- **Exercise requirements**
Rewrite every line of the records below as a numbered list, skipping any blank lines. Leave the pictures out of your answer.

Point annotations for photos

○ ○ ○

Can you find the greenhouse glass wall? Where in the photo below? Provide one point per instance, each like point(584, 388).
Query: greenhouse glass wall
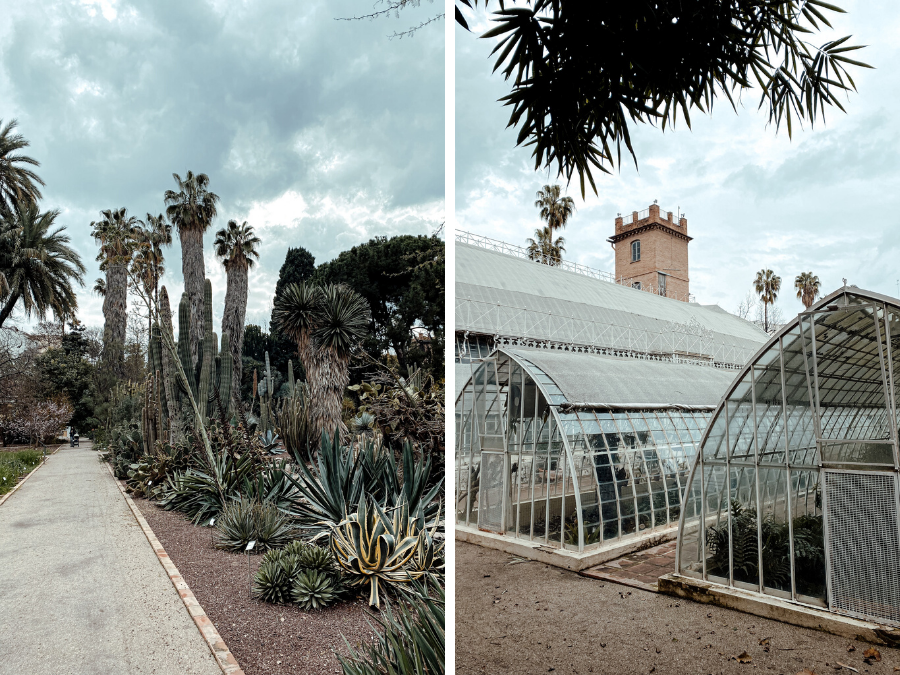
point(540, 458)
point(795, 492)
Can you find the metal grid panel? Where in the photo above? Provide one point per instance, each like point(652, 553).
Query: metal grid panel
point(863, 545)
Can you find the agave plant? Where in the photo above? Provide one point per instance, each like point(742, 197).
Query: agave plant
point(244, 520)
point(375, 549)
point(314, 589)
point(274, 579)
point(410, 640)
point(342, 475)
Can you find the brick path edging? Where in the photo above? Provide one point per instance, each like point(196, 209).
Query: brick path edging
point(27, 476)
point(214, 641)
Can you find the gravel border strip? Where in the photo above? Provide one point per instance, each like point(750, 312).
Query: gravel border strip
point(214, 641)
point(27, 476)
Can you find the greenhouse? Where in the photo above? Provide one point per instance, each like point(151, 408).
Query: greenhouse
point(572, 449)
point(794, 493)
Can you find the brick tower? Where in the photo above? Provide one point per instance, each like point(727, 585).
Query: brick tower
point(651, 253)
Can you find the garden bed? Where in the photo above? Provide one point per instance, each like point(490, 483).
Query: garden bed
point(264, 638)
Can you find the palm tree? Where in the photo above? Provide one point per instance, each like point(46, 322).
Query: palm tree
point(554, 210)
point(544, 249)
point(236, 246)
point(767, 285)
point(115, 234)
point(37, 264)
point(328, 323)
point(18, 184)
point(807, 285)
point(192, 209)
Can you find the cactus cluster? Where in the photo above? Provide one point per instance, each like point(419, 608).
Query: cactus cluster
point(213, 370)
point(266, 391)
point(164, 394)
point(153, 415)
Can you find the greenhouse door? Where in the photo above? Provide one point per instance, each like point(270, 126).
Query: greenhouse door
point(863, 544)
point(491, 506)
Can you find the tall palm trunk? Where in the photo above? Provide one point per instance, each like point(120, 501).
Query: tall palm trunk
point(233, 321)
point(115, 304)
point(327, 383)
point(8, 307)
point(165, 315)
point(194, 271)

○ ○ ○

- **Task output**
1. Can you find the greenhouse glass wall? Where in the photo below? Provide one point per instance, each like point(584, 388).
2. Query: greenhouse glass wall
3. point(540, 458)
4. point(795, 492)
5. Can you find the metal grid panel? Where in the photo above? Provide one point per instance, each like point(652, 553).
6. Query: metal grid panel
7. point(863, 545)
8. Can you find the agave plant? Where in the photo above? Provide one point per instance, each like point(742, 197).
9. Query: agave plant
10. point(244, 520)
11. point(375, 549)
12. point(314, 589)
13. point(274, 579)
14. point(410, 640)
15. point(342, 475)
16. Can you find the brick path edging? Where in the photo above? Provide one point per instance, each like point(196, 209).
17. Query: brick path edging
18. point(27, 476)
19. point(214, 641)
20. Can you find the gravel border strip? Where in the photo above? Provide one point per instance, each like point(750, 312).
21. Query: gravel border strip
22. point(214, 641)
23. point(27, 476)
24. Can you find the greenhouse? Where in the photo above? Provide one point per instance, each like point(151, 408).
25. Query: greenhouse
26. point(572, 449)
27. point(794, 493)
28. Can you find the brick tower? Where in the photo above? Provide one point per instance, each like point(727, 585).
29. Query: brick tower
30. point(651, 253)
31. Can you find the garden bed? Where in the photo above? Provide one point per instance, each like point(490, 483).
32. Query: garden bed
33. point(264, 638)
34. Can you find the palm tree? Where in the photo above? Provide one point per instance, each like point(46, 322).
35. Query: palm tree
36. point(554, 210)
37. point(544, 249)
38. point(236, 246)
39. point(767, 285)
40. point(115, 234)
41. point(37, 264)
42. point(328, 323)
43. point(18, 184)
44. point(807, 285)
45. point(192, 209)
46. Can you find the cactus cluster? Where in the photo above? Provide one point per instance, each like point(419, 608).
47. Query: cactus cluster
48. point(213, 370)
49. point(266, 391)
50. point(164, 394)
51. point(153, 415)
52. Can you find the greenhouse door? Where in the photo above? Provide one point per instance, each like point(270, 126).
53. Query: greenhouse door
54. point(863, 544)
55. point(491, 506)
56. Can you find the tall palm trunk? Where in the photo above? Provide one point per instance, each like point(120, 501).
57. Query: tall palm trunk
58. point(233, 321)
59. point(115, 304)
60. point(327, 383)
61. point(8, 307)
62. point(165, 315)
63. point(194, 271)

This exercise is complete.